[Start of Source document]

This instability was also attributed to the financial arrangements of the new
institutions. Those interviewed suggested stability could be under threat if there were
to be a change of government because, as Bogdanor pointed out, the Labour Party had
presided over a massive expansion of public funding in both Scotland and Wales.
This, he suggested, had gone a long way to ensure a perception of a successful
devolution. Russell Johnston, a former leader of the Scottish Party, went further and
suggested that the time was now approaching for a ‘financial reappraisal’. He said, ‘I


                                                                                          4
think unstable is the right word and it will slowly get worse… it has to be addressed at
some point reasonably soon and indeed…the next election may be the first election in
which this situation affects the outcome…’

The Liberal Democrats’ approach to these issues is unique. As a self-consciously
federal party they tend to use the term federalism in its loosest form when talking
about the state - though they are arguably the most aware of the correct terminology
as well as foreign examples of a range of other constitutional structures. However, as
much as they understand these issues on a state level, they have ultimately replicated
this unbalanced constitutional status quo internally, as will be seen in the presumptive
approach sometimes taken by the centre towards the nations and regions of the Party.

[End of Source document]
[Start of Provided material]

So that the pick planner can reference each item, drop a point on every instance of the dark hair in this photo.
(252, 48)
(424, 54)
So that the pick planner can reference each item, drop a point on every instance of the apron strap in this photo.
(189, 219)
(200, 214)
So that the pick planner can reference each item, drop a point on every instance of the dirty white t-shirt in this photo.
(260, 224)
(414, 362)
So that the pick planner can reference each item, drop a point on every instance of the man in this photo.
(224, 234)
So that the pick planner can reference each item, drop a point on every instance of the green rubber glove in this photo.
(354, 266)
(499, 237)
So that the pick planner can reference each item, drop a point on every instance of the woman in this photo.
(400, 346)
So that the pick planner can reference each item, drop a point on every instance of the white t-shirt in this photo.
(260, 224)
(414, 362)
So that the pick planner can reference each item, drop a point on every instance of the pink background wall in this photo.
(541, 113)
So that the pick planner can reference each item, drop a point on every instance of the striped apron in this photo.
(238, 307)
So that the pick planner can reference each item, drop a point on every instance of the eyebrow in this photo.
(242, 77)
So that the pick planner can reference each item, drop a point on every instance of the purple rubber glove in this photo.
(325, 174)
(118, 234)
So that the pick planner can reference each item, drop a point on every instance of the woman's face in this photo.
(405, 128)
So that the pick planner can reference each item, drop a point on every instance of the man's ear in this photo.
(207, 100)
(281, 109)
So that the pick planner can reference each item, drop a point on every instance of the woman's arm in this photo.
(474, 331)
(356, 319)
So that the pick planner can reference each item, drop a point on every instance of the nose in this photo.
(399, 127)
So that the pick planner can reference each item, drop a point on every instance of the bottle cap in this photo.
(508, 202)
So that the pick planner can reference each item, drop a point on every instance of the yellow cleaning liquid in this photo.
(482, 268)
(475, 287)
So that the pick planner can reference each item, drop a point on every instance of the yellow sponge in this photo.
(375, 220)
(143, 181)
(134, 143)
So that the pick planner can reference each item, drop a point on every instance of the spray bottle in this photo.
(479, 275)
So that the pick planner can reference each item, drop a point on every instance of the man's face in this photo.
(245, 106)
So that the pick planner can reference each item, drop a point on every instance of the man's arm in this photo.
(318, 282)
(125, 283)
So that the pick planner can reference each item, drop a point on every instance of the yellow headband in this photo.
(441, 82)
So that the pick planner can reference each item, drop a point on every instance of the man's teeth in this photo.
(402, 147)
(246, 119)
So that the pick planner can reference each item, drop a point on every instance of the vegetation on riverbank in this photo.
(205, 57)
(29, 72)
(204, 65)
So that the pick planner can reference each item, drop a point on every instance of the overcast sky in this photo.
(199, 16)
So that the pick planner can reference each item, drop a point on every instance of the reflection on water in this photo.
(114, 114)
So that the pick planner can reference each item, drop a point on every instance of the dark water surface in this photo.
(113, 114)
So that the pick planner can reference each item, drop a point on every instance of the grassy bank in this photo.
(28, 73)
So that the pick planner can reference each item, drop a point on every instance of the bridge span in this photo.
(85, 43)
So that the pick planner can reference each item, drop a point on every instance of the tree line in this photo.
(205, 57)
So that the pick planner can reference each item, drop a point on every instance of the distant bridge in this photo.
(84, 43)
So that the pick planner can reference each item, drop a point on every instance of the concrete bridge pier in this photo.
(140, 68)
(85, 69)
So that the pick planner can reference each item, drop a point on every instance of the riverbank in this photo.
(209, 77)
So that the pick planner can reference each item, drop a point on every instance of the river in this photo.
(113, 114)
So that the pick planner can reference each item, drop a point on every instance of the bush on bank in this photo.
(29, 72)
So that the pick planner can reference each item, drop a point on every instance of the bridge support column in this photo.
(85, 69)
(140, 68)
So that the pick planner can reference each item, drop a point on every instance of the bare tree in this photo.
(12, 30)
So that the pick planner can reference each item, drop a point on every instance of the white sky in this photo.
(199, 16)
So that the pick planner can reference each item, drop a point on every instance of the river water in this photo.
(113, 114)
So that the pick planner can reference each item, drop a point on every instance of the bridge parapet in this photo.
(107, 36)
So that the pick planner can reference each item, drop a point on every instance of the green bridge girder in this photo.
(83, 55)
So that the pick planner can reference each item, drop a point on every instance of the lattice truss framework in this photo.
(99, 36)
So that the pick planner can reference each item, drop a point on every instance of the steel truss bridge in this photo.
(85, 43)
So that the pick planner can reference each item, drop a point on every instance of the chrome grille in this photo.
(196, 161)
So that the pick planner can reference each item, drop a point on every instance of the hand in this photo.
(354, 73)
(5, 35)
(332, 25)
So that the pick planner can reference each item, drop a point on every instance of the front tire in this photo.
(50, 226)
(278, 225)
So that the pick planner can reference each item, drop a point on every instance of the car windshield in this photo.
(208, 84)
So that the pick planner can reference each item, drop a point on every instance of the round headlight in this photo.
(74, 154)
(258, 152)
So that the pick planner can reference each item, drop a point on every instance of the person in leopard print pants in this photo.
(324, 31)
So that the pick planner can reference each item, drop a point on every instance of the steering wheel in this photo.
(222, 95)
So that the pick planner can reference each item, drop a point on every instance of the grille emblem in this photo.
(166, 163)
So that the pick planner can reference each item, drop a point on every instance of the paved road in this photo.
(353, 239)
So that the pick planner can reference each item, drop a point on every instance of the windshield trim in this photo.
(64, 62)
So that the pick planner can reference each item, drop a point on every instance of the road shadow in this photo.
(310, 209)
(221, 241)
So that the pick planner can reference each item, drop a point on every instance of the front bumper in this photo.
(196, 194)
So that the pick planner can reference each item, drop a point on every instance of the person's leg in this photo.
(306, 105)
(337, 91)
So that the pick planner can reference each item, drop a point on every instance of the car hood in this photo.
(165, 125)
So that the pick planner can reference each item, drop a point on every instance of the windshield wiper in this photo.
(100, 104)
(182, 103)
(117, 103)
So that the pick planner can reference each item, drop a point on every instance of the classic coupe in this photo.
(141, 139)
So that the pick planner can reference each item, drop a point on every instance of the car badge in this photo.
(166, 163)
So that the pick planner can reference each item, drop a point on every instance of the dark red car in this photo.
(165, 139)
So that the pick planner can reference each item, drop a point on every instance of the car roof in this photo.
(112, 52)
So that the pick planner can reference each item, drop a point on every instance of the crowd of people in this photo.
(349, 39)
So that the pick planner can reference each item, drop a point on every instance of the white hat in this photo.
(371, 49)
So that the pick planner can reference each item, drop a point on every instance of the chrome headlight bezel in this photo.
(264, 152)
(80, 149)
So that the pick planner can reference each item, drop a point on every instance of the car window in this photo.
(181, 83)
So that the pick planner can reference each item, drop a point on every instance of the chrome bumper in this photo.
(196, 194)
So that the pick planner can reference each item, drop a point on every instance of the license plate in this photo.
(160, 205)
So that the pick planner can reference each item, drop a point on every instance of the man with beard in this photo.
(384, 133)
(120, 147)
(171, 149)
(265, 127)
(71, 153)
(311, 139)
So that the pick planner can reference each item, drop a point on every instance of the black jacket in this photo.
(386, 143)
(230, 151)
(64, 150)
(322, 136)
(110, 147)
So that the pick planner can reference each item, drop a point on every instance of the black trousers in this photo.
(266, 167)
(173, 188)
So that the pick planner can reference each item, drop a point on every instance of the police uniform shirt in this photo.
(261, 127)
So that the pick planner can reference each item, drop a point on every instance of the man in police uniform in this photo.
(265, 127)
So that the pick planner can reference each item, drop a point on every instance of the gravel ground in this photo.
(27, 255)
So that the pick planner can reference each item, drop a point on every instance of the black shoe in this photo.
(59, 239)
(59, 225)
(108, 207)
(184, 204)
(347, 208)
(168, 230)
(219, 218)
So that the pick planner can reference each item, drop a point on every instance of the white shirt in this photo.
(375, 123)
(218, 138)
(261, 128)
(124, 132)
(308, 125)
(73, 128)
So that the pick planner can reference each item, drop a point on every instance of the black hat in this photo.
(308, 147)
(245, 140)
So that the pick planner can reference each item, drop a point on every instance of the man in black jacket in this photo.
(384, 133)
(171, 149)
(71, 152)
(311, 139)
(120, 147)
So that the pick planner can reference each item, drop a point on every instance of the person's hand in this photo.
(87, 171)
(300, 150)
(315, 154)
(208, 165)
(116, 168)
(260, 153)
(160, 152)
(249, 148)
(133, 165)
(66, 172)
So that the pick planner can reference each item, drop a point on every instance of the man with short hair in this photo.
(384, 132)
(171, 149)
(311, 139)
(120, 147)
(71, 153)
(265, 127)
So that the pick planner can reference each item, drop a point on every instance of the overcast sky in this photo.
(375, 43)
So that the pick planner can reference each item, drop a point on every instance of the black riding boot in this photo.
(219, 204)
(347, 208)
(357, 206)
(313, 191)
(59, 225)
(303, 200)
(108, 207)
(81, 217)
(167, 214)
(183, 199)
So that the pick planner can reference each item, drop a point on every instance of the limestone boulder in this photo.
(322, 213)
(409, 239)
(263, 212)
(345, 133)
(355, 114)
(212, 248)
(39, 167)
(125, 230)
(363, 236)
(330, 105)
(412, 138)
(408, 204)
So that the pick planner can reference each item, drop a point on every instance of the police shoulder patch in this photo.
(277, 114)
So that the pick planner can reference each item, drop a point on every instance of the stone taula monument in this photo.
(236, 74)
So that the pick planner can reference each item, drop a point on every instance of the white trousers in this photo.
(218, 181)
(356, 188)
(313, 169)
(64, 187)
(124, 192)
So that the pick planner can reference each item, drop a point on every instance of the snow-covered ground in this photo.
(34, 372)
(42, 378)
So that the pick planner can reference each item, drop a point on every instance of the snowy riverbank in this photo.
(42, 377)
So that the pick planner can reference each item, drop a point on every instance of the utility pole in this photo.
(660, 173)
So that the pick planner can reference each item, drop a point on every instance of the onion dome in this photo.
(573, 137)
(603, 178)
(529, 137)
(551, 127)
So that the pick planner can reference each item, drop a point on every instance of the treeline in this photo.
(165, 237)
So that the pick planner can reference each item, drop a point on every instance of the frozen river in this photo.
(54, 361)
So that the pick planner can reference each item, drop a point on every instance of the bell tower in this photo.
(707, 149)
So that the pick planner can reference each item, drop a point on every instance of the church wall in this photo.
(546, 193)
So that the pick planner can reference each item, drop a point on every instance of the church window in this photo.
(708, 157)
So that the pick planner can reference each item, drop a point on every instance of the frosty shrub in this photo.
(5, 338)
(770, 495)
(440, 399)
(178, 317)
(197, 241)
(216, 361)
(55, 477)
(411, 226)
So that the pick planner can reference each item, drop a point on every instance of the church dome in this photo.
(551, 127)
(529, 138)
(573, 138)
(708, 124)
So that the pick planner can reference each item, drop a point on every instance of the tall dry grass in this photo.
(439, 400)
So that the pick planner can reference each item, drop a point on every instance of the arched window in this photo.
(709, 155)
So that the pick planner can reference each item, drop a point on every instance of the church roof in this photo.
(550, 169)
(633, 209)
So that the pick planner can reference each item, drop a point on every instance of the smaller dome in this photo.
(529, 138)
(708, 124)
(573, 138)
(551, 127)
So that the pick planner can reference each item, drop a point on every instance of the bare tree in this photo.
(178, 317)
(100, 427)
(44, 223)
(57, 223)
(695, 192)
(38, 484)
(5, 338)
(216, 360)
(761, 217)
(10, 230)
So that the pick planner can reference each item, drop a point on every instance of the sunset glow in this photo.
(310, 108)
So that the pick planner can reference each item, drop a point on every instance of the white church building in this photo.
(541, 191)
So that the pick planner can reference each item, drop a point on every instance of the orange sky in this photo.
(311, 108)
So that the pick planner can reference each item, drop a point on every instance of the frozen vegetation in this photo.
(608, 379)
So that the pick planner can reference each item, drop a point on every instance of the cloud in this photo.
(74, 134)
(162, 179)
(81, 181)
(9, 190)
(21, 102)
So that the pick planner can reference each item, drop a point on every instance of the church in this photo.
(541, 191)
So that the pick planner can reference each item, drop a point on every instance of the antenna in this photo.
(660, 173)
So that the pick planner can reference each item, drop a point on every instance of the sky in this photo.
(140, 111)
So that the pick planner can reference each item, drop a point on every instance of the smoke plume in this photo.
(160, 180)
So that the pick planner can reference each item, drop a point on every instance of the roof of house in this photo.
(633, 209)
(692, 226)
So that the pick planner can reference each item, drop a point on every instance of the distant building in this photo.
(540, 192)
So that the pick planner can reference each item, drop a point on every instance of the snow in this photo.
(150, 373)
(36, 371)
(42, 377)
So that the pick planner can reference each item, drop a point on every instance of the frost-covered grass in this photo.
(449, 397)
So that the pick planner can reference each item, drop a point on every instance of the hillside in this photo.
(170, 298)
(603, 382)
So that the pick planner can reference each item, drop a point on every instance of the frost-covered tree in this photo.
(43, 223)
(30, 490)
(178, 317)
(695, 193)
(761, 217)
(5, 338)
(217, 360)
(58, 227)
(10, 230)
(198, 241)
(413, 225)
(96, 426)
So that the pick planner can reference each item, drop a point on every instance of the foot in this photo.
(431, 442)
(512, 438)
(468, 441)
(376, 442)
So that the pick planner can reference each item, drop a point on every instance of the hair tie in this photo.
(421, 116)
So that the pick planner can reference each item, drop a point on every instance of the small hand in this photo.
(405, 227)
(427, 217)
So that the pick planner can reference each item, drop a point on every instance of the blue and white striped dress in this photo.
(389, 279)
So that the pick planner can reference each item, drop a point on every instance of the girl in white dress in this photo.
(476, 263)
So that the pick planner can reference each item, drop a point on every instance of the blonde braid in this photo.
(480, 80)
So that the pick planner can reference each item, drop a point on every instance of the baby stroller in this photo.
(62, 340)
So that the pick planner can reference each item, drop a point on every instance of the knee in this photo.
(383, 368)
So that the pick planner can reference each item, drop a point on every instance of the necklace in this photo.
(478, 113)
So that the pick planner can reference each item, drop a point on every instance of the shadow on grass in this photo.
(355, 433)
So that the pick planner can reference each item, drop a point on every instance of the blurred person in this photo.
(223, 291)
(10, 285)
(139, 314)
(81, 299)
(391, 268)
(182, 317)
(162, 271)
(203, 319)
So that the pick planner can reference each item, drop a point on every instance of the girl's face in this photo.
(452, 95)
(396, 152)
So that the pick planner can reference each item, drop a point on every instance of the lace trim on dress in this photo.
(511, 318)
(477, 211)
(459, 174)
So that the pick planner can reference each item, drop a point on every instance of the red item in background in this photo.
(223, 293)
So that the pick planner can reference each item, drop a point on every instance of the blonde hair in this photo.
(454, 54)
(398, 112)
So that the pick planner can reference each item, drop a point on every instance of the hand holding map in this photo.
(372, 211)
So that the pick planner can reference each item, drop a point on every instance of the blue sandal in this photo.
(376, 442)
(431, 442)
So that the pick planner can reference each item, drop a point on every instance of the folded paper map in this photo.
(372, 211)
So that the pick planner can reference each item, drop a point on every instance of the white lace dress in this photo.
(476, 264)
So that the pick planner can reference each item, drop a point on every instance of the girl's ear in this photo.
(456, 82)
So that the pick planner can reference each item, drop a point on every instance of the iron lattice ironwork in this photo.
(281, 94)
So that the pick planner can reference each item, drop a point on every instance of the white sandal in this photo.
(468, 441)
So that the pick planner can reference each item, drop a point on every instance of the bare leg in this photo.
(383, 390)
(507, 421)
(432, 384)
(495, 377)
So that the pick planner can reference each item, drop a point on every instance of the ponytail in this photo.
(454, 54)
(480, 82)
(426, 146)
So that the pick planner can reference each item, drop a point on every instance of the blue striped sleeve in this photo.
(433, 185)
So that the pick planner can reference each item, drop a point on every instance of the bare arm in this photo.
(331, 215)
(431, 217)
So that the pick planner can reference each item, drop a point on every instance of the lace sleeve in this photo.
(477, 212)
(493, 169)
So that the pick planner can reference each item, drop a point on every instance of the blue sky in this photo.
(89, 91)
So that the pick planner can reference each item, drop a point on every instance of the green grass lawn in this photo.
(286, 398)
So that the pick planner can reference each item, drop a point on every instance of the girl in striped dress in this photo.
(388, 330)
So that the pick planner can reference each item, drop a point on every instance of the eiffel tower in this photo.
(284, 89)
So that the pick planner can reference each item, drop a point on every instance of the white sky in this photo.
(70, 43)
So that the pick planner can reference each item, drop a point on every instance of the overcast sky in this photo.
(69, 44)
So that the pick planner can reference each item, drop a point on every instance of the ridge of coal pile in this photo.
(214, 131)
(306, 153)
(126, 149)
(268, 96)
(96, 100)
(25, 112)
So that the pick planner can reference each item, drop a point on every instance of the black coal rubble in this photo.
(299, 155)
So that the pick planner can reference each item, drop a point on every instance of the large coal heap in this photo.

[End of Provided material]

## Stated exercise 1
In the passage on devolution, which party did Bogdanor say had overseen a massive expansion of public funding in Scotland and Wales?
## Stated exercise 2
Continue the passage on devolution and the Liberal Democrats from its last sentence.

## Output 1
The Labour Party.

## Output 2
The Development of the Modern Political Party
Within this slowly shifting structure of the state lie the levers of political change in
the form of political parties. They operate at three levels. At the widest view they act
as a collector of votes in the electorate, more specifically they are bodies of activists
who share a common outlook or ideology and finally they create elected groups
charged with formulating and/or implementing policy.

These three levels overlap and interact in a variety of ways but most of these links
have been gradually altered not only by the shifts in the form of the state but also by a
number of trends in the social fabric of the country.

Without going into the considerable literature on the decline of the political party, the
common conclusion is that mass membership parties are no longer viable because
different institutions have overtaken the party’s traditional roles. For example, the
media now deliver a constant stream of information while corporations and single
issue campaigning groups both inform the public about their issues and lobby the
government directly on their key policy concerns.

Richard Heffernan and a range of others argue this has led to the ‘electoral
professional party’ which is, in turn, giving way to the ‘modern cadre party’. The
models vary but they all identify the growing trend that parties are increasingly being
led from the centre by a dominant leadership and professional bureaucrats who are
able to override the membership or even elected representatives.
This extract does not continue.